Given instruction: Both the line containing "Request = locate the quilted sleeve" and the last line of the listing are included: write out exactly the lines from one to the other.

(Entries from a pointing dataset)
──────────────────────────────

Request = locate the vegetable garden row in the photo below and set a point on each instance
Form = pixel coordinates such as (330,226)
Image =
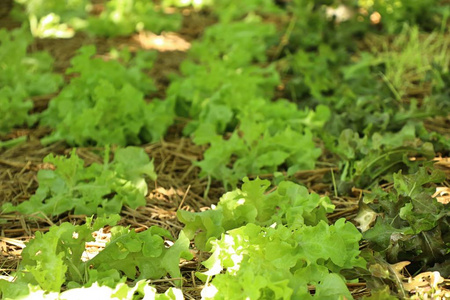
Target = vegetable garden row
(300,150)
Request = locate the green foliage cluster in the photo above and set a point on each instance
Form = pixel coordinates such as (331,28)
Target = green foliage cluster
(96,189)
(104,104)
(411,225)
(273,245)
(246,132)
(54,259)
(22,76)
(376,123)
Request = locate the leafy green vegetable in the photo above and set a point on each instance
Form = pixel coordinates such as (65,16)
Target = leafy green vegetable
(105,103)
(411,224)
(281,262)
(290,204)
(22,76)
(53,259)
(144,252)
(238,43)
(101,189)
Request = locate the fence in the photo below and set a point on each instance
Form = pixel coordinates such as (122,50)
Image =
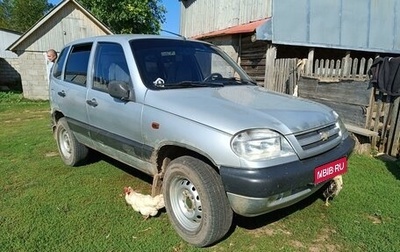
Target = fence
(343,85)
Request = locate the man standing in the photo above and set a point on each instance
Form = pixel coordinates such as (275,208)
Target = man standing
(51,55)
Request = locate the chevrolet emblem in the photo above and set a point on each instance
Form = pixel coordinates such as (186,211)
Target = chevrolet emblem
(324,136)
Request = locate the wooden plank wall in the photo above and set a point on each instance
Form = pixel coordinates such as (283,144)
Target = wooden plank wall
(252,58)
(344,86)
(350,99)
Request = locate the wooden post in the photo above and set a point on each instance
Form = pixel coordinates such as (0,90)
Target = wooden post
(346,65)
(270,57)
(310,62)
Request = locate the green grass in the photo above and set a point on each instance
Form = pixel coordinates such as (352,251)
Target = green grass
(47,206)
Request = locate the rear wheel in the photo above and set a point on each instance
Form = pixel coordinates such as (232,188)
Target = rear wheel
(72,152)
(196,202)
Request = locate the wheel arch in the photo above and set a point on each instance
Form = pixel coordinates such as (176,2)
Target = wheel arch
(172,151)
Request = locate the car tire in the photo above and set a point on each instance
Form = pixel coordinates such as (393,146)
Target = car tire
(196,202)
(72,152)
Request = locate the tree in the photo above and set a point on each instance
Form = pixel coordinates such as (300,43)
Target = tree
(128,16)
(20,15)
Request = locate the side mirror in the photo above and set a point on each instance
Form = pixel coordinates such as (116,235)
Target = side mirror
(119,89)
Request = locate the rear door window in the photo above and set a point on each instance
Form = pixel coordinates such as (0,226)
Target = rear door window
(77,64)
(58,66)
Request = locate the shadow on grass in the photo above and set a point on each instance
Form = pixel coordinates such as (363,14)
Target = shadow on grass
(269,218)
(392,164)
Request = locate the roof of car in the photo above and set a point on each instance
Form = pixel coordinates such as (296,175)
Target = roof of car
(124,37)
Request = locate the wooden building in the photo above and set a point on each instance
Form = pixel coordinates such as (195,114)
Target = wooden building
(300,46)
(64,23)
(9,64)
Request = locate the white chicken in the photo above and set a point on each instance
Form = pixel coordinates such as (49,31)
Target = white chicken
(145,204)
(333,189)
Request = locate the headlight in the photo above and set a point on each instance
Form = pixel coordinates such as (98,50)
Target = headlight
(343,129)
(260,144)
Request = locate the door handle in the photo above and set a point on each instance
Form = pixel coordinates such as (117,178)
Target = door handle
(92,102)
(61,93)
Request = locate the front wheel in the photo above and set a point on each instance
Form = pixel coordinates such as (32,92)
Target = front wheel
(196,202)
(72,152)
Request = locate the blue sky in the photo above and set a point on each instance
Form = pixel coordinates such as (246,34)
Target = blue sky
(172,15)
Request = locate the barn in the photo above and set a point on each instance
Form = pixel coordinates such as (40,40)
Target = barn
(64,23)
(319,50)
(9,65)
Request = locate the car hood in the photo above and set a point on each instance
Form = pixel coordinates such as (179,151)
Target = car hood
(235,108)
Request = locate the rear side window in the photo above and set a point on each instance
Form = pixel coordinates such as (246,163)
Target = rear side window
(77,64)
(60,63)
(109,65)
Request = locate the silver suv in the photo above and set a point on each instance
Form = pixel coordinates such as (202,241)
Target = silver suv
(185,113)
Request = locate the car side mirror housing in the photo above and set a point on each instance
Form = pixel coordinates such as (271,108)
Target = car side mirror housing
(119,90)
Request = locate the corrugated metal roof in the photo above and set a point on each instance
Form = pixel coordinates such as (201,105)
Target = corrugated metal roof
(53,12)
(7,37)
(243,28)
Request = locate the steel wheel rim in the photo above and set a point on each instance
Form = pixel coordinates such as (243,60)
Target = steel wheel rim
(65,143)
(186,203)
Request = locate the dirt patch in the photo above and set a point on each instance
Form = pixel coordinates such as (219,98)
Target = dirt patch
(270,230)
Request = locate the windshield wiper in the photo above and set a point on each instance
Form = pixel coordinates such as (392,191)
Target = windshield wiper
(184,84)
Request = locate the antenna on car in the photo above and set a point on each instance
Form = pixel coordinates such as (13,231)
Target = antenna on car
(173,33)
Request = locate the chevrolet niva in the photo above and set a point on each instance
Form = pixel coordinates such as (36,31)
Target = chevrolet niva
(185,113)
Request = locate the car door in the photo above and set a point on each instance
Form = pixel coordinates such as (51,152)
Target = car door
(69,87)
(116,123)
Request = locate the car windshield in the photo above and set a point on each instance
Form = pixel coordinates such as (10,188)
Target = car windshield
(168,63)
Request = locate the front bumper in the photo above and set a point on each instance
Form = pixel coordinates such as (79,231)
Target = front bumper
(253,192)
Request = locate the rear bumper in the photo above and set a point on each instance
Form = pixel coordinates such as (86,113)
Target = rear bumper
(256,191)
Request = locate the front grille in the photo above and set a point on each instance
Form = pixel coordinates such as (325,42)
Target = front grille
(320,137)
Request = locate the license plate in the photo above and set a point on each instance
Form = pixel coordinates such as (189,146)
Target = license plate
(330,170)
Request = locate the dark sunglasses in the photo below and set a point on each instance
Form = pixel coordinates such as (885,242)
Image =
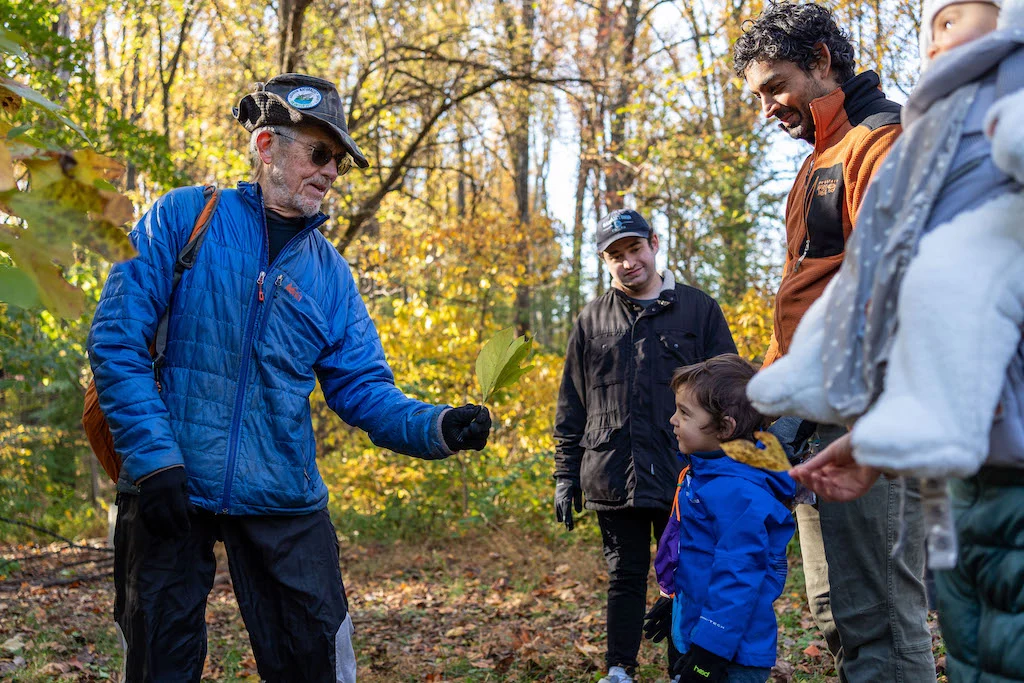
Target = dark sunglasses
(321,154)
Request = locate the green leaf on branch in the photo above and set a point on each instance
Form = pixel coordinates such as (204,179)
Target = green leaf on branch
(10,43)
(500,364)
(17,288)
(32,258)
(10,90)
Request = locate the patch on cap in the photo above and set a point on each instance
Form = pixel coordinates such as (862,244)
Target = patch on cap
(304,97)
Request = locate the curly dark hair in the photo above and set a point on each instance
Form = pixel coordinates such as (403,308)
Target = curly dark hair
(790,32)
(719,386)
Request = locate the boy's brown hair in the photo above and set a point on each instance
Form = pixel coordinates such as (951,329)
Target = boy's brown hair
(719,386)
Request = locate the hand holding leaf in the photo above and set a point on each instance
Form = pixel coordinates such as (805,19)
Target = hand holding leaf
(499,365)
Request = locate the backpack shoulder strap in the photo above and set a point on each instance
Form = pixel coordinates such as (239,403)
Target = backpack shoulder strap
(185,260)
(675,499)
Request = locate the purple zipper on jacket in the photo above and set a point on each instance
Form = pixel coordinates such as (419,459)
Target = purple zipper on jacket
(247,351)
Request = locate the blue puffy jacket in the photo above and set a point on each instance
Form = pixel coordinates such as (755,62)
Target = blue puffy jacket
(247,342)
(733,530)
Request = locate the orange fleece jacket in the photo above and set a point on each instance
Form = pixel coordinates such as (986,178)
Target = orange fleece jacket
(855,127)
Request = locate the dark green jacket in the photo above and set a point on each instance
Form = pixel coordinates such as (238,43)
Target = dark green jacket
(981,601)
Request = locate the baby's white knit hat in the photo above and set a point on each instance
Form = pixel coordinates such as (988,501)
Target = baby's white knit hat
(933,7)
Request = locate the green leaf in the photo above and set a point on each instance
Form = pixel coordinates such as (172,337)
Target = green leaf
(17,288)
(42,102)
(10,43)
(18,131)
(499,364)
(59,296)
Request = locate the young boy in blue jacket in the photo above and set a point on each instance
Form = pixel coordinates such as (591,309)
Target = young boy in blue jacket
(723,555)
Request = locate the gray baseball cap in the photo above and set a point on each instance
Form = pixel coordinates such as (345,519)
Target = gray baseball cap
(619,224)
(297,99)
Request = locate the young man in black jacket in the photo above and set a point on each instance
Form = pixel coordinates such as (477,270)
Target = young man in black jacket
(612,437)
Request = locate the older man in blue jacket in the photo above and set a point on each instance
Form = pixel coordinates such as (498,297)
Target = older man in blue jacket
(221,447)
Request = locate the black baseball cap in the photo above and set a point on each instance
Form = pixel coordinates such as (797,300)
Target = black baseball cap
(619,224)
(298,99)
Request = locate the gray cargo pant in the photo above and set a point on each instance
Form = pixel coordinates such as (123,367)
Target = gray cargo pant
(870,607)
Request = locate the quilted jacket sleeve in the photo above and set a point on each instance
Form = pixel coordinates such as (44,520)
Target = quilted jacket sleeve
(358,384)
(133,299)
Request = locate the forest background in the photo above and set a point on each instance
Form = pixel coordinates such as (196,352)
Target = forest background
(498,134)
(466,109)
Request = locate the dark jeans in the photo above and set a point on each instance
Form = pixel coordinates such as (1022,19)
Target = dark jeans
(627,537)
(870,607)
(737,674)
(287,580)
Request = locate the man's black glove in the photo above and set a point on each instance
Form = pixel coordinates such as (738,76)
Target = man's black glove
(567,496)
(657,622)
(466,427)
(163,503)
(699,666)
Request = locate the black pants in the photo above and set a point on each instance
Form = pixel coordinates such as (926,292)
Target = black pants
(627,537)
(287,580)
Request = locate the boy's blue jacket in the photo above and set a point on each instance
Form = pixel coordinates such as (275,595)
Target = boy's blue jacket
(733,529)
(232,404)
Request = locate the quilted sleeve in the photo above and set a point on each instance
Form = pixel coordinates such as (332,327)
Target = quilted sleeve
(133,299)
(358,385)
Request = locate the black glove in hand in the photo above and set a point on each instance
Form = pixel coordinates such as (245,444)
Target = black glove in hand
(466,427)
(567,496)
(163,503)
(657,622)
(699,666)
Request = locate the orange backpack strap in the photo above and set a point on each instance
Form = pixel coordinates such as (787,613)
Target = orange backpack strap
(185,260)
(675,500)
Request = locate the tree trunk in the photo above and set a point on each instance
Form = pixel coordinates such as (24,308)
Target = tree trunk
(291,14)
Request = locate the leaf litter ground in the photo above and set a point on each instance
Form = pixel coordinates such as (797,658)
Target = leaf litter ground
(506,606)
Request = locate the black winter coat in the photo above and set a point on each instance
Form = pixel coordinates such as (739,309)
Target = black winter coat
(611,427)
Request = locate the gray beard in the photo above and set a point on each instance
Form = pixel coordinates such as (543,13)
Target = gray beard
(305,206)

──────────────────────────────

Solved problem:
Request = locate the quilted sleeve in the photo above and set a point on each instance
Form = pixel coordinates such as (332,327)
Target = quilted sleeve
(133,299)
(358,385)
Request = locate the black glove in hand in the photo above and set a point on each instance
Form = pixel coordinates such as (245,444)
Target = black glove in hand
(466,427)
(567,496)
(163,503)
(657,622)
(699,666)
Request = locate the orange backpack strap in the photo above and set a point on each instance
Form = pixel coordinates such as (787,613)
Target = orange backpack strap
(185,260)
(675,500)
Request = locate the tree trunk in the photo above and set a point on each instance
Form = pixel coordinates such as (24,308)
Target = tree trunk
(291,14)
Request = locate the leaf litter ground in the photo above and set a point on each instance
Form = pixel coordinates such as (797,658)
Target = leaf litter ground
(506,606)
Request = locate the black winter coat in the photo above and set a point on each instance
Form = pixel coordinates such as (739,309)
Target = black winter coat
(611,427)
Request = locate the gray beard in the photo above and set a point on each instance
Form = pixel coordinates such as (543,13)
Target = gray beard
(305,206)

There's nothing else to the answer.